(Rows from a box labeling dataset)

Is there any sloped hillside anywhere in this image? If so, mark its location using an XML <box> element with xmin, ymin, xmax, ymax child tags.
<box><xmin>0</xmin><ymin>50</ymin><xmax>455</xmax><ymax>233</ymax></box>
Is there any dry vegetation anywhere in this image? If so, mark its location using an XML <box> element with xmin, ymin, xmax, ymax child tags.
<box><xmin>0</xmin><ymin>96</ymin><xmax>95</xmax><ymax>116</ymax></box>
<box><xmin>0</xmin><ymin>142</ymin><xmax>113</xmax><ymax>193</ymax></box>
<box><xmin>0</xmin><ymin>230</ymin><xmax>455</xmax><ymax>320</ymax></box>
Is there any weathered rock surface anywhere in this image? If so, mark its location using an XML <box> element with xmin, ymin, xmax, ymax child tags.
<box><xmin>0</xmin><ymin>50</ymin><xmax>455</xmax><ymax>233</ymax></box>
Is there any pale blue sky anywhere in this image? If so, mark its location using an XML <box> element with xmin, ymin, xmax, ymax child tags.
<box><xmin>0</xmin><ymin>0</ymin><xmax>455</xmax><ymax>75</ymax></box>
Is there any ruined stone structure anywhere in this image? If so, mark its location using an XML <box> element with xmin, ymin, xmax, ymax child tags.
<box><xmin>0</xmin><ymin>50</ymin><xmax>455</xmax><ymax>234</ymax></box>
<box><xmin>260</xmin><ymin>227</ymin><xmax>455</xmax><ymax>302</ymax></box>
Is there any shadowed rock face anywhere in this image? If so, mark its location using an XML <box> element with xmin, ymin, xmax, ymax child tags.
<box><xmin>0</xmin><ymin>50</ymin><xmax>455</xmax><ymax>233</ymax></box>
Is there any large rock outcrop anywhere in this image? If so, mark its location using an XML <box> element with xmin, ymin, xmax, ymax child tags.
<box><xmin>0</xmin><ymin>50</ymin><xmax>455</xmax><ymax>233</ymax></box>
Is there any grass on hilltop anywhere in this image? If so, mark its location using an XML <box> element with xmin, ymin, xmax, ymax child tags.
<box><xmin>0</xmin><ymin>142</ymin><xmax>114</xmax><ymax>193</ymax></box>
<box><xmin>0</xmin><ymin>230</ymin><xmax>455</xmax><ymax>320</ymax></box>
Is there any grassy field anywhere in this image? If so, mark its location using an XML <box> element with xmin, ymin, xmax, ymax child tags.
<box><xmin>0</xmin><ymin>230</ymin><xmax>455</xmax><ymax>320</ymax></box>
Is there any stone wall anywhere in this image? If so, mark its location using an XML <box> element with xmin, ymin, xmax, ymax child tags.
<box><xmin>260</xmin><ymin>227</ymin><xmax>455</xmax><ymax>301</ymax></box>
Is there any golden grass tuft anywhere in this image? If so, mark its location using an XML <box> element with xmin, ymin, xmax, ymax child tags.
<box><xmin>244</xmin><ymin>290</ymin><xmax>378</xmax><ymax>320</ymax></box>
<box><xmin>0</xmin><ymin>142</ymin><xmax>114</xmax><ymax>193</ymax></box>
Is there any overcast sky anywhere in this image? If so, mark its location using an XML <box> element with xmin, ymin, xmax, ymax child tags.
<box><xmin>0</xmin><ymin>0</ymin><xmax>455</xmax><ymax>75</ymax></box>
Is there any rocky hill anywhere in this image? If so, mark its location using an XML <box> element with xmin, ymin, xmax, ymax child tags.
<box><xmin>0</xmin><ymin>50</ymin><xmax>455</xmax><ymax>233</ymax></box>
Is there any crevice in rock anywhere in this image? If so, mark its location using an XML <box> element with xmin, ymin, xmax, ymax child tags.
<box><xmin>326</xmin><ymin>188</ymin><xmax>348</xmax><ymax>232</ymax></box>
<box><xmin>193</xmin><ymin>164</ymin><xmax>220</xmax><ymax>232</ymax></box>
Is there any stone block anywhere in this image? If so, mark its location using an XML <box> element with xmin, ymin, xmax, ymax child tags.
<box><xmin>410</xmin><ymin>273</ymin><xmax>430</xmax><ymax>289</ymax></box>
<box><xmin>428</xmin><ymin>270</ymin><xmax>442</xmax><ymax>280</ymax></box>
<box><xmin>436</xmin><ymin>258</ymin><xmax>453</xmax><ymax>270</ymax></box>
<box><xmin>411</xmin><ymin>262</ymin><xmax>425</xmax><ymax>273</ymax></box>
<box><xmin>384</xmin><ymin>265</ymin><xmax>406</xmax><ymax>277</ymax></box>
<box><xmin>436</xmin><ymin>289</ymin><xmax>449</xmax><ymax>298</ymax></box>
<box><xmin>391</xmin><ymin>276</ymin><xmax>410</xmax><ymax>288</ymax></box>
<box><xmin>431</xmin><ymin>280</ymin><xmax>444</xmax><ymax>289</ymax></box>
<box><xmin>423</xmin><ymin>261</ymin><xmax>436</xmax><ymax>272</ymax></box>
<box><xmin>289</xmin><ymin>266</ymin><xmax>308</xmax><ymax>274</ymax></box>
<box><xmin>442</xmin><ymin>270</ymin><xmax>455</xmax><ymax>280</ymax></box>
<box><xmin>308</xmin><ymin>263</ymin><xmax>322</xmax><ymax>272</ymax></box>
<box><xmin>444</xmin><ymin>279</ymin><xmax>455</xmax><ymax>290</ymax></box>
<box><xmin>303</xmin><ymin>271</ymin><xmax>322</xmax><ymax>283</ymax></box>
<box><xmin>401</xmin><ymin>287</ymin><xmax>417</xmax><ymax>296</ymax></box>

---

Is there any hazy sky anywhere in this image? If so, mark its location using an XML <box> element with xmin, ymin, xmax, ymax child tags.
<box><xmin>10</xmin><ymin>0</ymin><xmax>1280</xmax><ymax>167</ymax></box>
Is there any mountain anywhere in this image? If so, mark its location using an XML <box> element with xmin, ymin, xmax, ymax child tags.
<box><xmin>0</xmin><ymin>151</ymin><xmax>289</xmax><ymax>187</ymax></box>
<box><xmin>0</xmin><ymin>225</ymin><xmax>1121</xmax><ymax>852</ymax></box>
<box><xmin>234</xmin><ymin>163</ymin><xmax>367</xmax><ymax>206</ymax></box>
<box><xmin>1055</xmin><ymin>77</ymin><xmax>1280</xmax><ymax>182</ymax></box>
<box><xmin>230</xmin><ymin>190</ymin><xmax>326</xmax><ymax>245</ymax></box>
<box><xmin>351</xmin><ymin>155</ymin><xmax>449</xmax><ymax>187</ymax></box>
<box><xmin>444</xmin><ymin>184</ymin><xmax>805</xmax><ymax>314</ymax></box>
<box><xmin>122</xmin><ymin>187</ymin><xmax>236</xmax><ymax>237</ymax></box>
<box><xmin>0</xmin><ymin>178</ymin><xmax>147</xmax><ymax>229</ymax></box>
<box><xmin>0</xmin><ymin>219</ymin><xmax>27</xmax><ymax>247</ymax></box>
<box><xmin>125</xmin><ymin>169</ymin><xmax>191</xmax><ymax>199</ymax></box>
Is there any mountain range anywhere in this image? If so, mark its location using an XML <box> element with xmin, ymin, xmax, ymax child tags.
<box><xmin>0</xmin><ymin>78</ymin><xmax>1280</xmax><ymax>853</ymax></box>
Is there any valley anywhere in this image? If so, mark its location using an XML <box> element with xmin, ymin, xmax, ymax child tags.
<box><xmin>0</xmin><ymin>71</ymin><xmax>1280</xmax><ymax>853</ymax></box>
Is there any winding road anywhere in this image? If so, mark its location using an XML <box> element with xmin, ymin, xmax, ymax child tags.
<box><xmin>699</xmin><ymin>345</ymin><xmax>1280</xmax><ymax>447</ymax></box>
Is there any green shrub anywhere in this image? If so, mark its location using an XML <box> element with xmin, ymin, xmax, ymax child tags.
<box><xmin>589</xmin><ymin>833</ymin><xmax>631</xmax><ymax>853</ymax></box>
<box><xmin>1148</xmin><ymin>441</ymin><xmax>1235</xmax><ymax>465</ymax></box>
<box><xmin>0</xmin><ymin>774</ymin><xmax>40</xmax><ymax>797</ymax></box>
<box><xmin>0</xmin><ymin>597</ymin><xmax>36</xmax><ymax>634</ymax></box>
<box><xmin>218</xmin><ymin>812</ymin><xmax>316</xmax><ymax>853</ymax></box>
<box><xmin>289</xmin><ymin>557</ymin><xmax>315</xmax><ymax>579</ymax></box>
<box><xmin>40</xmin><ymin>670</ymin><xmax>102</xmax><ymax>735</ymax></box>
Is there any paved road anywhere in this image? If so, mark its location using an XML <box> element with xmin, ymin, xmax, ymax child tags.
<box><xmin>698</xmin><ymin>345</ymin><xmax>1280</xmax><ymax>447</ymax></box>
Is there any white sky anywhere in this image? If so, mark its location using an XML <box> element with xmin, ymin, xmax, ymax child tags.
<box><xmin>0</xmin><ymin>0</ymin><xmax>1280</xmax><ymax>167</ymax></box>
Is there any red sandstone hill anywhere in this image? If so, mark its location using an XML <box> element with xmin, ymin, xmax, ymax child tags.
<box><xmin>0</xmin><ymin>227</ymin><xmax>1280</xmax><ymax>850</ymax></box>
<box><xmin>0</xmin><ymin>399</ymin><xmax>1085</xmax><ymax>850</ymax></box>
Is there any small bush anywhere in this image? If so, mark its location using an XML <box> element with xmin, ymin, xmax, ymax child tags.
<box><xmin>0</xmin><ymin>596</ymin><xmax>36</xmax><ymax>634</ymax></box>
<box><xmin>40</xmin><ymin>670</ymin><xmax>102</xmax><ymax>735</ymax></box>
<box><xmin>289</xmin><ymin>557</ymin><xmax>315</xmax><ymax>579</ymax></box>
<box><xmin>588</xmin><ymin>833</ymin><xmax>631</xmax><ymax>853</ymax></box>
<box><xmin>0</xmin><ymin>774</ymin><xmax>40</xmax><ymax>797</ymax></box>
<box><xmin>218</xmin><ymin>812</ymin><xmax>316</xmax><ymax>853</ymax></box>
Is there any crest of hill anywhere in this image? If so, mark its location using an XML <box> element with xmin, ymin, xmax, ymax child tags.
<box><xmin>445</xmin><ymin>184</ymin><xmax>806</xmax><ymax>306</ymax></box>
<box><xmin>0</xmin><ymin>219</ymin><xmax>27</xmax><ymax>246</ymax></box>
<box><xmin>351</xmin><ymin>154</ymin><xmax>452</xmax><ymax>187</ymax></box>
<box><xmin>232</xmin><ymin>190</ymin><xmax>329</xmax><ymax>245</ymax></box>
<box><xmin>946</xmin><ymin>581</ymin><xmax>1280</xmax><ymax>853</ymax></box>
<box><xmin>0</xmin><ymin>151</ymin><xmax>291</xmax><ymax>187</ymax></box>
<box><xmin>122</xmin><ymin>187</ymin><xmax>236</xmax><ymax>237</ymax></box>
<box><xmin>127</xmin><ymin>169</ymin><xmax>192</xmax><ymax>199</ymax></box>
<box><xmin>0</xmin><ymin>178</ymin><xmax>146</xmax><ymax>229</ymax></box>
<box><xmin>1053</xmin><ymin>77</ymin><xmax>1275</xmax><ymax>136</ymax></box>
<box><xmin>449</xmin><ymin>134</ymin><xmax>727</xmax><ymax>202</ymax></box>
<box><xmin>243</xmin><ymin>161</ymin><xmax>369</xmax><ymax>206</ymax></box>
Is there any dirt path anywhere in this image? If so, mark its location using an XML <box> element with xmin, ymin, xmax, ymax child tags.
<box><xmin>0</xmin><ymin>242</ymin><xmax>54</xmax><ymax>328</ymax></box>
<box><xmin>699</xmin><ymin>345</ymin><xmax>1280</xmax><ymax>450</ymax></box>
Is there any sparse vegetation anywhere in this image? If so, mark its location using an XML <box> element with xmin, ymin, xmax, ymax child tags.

WHAT IS NEEDED: Select every line of the records above that contains the word "road", and copy each of those lines in full.

REPLY TO THE TASK:
Is there any winding road anywhere in this image? If so, mark its location using an XML <box> element with xmin, ymin, xmax, ymax child tags.
Is there any paved road anywhere in this image? If so, mark its location using an XML <box> element with xmin, ymin, xmax, ymax child tags.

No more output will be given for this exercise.